■ Document
The pixel circuit layer PCL may be on the substrate SUB. The pixel circuit layer PCL may include circuit elements of the second sub-pixel SP2. For example, the pixel circuit layer PCL may include the transistor TR of the second sub-pixel SP2. The transistor TR of the second sub-pixel SP2 may be any one of the transistors included in the sub-pixel circuit of the second sub-pixel SP2.

The transistor TR of the second sub-pixel SP2 may include an active layer ACT, a source electrode SE, a drain electrode DE, and a gate electrode GE.

The active layer ACT of the transistor TR may be disposed on a buffer layer BFF. The active layer ACT may include a first region contacting the source electrode SE and a second region contacting the drain electrode DE. An area between the first area and the second area may be a channel area.

In some embodiments, the active layer ACT may be a portion of a semiconductor pattern made of polysilicon, amorphous silicon, oxide semiconductor, etc. The channel region may be an intrinsic semiconductor that is not doped with the impurity. The first region and the second region may be a semiconductor doped with impurities. Here, the impurity may be n-type impurity, p-type impurity, or other impurity such as metal.

■ Data provided

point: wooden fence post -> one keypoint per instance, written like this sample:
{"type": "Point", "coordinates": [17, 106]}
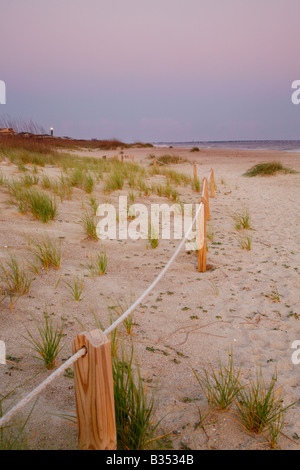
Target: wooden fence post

■ What you need to do
1 - Answer these questions about the passage on the pixel circuit layer:
(a) On which layer may the active layer ACT be disposed?
(b) What four parts may the transistor TR of the second sub-pixel SP2 include?
(c) What kinds of impurity may the first and second regions be doped with?
2 - Write the next part of the passage on the pixel circuit layer, starting after its final sentence.

■ Answers to the tasks
1 -
(a) On a buffer layer BFF.
(b) An active layer ACT, a source electrode SE, a drain electrode DE, and a gate electrode GE.
(c) An n-type impurity, a p-type impurity, or another impurity such as metal.

2 -
A gate insulating layer GISL may be on the active layer ACT. The gate insulating layer GISL may include an inorganic insulating layer containing an inorganic material or an organic insulating layer containing an organic material.

The gate electrode GE of the transistor TR may be on the active layer ACT with the gate insulating layer GISL interposed between the gate electrode and the active layer ACT.

An interlayer insulating layer ILD may be on the gate electrode GE. The interlayer insulating layer ILD may include an inorganic insulating layer containing an inorganic material or an organic insulating layer containing an organic material.

The source electrode SE of the transistor TR may be connected to the active layer ACT through the first via hole VIA1 penetrating the interlayer insulating layer ILD and the gate insulating layer GISL. For example, the source electrode SE of the transistor TR may be electrically connected to the first region of the active layer ACT through the first via hole VIA1.

The drain electrode DE of the transistor TR may be connected to the active layer ACT through the second via hole VIA2 penetrating the interlayer insulating layer ILD and the gate insulating layer GISL. For example, the drain electrode DE of the transistor TR may be electrically connected to the second region of the active layer ACT through the second via hole VIA2.

In FIG. 6, the drain electrode DE of the transistor TR is shown as being connected to a first electrode AE of the light emitting element LD, but embodiments are not limited thereto. For example, the source electrode SE of the transistor TR may be connected to the first electrode AE.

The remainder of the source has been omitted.